Spatial annotation records:
#####
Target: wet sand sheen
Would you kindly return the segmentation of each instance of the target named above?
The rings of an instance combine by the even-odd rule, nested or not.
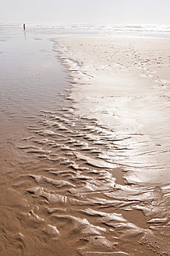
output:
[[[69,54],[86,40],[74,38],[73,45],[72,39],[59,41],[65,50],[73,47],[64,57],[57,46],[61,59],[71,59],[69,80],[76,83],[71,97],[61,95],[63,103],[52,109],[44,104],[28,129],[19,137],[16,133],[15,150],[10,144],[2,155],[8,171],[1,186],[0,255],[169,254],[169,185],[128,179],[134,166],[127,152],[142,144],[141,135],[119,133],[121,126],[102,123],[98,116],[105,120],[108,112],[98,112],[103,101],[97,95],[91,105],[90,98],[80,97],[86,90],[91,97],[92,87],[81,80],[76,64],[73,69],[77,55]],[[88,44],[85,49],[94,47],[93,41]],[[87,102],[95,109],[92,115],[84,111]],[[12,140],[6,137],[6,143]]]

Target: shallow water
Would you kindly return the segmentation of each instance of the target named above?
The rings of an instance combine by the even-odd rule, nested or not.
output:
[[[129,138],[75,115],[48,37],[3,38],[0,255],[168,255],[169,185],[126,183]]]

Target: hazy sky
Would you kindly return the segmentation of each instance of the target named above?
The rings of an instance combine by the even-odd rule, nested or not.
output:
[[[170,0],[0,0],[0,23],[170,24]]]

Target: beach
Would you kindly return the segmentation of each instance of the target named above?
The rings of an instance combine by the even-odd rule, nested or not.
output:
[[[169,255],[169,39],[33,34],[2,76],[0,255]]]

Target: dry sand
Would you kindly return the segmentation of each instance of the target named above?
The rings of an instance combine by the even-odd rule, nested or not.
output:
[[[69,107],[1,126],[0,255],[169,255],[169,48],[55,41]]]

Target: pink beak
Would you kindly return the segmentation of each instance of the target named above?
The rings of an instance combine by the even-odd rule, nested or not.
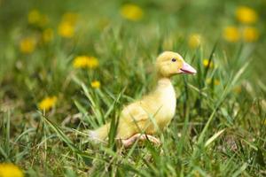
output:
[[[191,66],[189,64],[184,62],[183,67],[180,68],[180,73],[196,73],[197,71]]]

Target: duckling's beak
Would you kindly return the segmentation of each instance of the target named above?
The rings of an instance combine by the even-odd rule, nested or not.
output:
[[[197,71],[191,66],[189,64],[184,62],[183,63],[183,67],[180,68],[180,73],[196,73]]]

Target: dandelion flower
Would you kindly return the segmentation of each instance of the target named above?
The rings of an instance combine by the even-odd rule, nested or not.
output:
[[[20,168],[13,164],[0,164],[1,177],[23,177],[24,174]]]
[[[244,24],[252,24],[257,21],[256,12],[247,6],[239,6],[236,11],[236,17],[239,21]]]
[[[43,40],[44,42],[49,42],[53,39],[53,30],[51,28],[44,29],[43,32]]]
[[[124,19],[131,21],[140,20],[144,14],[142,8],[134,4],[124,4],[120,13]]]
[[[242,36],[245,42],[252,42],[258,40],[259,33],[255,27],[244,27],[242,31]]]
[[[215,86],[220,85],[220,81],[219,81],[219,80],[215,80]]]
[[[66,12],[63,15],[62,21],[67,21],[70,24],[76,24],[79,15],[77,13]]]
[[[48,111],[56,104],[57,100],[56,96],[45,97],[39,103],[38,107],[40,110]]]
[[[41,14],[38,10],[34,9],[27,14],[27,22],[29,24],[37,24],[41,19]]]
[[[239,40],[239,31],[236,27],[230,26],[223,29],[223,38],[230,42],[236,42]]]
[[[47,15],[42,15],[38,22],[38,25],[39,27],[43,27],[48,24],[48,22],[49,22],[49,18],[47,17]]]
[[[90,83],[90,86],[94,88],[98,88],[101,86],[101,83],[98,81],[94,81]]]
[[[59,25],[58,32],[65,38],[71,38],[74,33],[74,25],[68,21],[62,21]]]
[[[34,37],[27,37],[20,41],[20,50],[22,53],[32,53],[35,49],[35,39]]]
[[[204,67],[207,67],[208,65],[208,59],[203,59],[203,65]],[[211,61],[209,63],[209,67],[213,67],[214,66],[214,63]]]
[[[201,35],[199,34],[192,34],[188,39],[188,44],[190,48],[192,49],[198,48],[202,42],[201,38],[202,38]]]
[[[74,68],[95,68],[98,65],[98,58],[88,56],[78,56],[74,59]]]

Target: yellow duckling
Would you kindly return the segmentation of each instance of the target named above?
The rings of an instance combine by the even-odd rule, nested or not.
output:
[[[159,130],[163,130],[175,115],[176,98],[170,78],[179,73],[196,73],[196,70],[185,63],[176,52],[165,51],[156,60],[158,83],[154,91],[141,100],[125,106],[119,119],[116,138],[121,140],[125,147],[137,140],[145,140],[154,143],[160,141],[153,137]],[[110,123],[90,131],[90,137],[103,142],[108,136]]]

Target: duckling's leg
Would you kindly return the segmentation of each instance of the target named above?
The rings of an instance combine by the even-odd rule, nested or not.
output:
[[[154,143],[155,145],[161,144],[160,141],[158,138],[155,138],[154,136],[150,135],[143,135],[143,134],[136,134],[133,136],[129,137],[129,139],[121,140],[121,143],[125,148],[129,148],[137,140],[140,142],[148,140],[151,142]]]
#####
▸ Task description
Rename "dry sand" to "loose sand" in the records from the line with "Target: dry sand" to the line with "[[[69,107],[1,126],[0,255],[169,255],[169,48],[55,41]]]", and reproduce only those lines with every other part unchanged.

▸ Solution
Target: loose sand
Would you kindly return the segmentation of each instance of the target named above?
The rings of an instance combine by the even-odd rule, nested or not.
output:
[[[69,107],[1,126],[0,255],[169,255],[169,48],[55,41]]]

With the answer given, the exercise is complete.